• _AIM_: Please find every line in the data below that contains the word "door" and copy each of those lines out in full.

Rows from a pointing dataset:
—————

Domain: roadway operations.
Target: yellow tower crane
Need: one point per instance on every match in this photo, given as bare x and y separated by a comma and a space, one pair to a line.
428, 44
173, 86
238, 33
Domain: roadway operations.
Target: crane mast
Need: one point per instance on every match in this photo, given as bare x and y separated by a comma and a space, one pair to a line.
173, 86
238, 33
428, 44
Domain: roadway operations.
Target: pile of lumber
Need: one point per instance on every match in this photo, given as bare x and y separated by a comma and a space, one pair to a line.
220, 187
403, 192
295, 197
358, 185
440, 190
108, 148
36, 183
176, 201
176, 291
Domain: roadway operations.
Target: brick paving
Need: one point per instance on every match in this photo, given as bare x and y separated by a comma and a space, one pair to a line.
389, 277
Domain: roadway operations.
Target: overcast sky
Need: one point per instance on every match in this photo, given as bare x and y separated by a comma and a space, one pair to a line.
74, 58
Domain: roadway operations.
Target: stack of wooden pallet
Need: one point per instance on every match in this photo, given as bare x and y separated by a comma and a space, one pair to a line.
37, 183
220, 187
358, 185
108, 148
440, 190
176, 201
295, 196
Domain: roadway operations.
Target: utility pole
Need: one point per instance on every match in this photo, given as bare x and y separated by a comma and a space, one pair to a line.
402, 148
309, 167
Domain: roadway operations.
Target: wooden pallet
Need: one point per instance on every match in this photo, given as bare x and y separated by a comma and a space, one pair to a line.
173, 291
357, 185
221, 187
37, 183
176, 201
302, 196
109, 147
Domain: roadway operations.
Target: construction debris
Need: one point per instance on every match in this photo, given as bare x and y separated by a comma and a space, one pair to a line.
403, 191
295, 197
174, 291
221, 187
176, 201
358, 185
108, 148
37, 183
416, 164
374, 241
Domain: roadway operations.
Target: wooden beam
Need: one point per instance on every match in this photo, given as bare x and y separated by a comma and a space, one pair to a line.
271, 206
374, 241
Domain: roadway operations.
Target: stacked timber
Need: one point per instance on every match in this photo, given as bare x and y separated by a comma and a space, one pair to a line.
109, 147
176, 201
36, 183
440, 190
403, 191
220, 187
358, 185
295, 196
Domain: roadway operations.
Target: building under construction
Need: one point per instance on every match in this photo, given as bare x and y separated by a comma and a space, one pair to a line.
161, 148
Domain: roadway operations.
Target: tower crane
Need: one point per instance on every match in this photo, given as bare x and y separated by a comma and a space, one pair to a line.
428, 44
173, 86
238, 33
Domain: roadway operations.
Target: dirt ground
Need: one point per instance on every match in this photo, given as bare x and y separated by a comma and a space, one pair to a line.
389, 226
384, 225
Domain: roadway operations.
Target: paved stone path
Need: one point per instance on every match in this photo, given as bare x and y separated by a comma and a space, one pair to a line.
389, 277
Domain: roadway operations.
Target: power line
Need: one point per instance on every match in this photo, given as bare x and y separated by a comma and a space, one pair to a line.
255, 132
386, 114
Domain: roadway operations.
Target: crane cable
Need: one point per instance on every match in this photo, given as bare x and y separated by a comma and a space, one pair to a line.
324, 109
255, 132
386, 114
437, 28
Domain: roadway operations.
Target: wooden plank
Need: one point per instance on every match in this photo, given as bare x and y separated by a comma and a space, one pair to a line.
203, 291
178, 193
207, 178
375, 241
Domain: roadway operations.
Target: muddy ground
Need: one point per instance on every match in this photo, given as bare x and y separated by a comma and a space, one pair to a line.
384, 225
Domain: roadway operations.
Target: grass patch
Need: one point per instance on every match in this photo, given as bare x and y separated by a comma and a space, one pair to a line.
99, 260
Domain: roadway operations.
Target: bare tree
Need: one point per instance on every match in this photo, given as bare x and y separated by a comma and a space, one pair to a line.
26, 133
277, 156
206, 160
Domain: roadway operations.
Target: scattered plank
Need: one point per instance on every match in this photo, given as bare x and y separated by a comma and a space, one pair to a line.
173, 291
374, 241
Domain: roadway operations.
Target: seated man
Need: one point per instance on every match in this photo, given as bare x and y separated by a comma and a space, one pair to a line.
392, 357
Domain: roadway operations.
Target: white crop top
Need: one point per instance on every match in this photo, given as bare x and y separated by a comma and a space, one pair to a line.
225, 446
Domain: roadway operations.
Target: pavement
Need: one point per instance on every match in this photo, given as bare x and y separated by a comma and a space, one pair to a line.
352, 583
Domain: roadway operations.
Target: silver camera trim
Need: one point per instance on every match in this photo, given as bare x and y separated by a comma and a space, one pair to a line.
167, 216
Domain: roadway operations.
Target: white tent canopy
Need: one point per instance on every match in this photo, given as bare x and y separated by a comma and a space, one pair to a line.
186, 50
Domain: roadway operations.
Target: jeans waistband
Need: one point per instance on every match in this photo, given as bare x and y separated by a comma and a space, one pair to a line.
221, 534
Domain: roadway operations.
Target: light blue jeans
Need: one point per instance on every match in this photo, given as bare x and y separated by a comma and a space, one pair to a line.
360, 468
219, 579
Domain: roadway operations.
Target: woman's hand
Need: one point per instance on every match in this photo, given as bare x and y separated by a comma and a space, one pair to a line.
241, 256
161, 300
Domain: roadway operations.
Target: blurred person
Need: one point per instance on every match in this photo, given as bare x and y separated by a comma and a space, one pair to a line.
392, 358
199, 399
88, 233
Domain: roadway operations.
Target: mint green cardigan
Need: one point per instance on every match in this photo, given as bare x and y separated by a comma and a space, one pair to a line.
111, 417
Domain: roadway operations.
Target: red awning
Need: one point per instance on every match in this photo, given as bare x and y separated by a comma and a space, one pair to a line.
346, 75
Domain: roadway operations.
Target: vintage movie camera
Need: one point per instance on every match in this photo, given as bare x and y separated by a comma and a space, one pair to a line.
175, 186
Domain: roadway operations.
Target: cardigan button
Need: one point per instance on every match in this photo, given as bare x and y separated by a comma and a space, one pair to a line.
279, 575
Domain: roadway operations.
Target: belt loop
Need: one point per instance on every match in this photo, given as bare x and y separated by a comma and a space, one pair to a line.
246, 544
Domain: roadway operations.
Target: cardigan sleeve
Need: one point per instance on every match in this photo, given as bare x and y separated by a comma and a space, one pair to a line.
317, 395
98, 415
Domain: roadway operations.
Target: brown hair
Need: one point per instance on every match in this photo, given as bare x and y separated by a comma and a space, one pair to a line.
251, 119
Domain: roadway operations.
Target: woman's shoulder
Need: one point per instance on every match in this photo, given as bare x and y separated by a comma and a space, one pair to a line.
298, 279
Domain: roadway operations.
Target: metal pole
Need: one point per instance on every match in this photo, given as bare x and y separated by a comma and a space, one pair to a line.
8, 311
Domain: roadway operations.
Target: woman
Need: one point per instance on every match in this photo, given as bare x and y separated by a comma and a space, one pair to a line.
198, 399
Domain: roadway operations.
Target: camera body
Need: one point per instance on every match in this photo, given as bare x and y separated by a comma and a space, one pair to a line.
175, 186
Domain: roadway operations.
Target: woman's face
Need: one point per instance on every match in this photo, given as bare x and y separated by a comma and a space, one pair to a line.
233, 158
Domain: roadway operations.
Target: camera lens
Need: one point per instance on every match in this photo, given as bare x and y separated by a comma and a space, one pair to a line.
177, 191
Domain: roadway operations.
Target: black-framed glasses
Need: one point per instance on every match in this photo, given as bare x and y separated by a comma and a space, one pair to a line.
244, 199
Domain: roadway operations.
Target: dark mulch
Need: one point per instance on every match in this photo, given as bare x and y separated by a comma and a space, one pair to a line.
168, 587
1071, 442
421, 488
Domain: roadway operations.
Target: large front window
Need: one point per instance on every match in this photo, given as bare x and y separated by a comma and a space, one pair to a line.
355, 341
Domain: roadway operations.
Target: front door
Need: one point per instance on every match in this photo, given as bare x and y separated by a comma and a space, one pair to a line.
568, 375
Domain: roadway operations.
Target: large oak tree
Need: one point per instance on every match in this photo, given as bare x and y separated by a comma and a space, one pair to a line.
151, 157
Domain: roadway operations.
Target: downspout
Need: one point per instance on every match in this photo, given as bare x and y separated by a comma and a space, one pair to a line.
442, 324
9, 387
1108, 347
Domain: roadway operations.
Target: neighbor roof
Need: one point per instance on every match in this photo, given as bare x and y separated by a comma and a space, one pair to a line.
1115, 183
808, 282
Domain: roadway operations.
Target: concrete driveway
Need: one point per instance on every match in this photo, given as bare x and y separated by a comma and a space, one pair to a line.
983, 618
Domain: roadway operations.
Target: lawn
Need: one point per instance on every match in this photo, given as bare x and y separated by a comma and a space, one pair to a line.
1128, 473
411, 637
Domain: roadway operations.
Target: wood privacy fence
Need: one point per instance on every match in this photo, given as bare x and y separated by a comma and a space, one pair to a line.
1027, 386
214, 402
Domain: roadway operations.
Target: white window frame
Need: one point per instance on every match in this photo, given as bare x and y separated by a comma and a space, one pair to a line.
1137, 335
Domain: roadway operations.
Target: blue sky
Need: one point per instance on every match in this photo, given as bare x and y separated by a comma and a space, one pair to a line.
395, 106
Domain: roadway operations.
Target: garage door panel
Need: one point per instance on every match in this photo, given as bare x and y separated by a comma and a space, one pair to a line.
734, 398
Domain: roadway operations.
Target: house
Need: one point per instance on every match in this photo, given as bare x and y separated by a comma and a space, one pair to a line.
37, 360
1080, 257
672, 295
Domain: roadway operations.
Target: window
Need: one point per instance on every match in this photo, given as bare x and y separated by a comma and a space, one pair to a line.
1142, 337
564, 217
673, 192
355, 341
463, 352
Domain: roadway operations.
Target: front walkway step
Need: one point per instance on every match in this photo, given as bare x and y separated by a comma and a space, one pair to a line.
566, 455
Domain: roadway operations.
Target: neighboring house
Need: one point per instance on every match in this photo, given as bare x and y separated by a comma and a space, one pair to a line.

—————

• _WORKED SOLUTION_:
Target: front door
Target: garage door panel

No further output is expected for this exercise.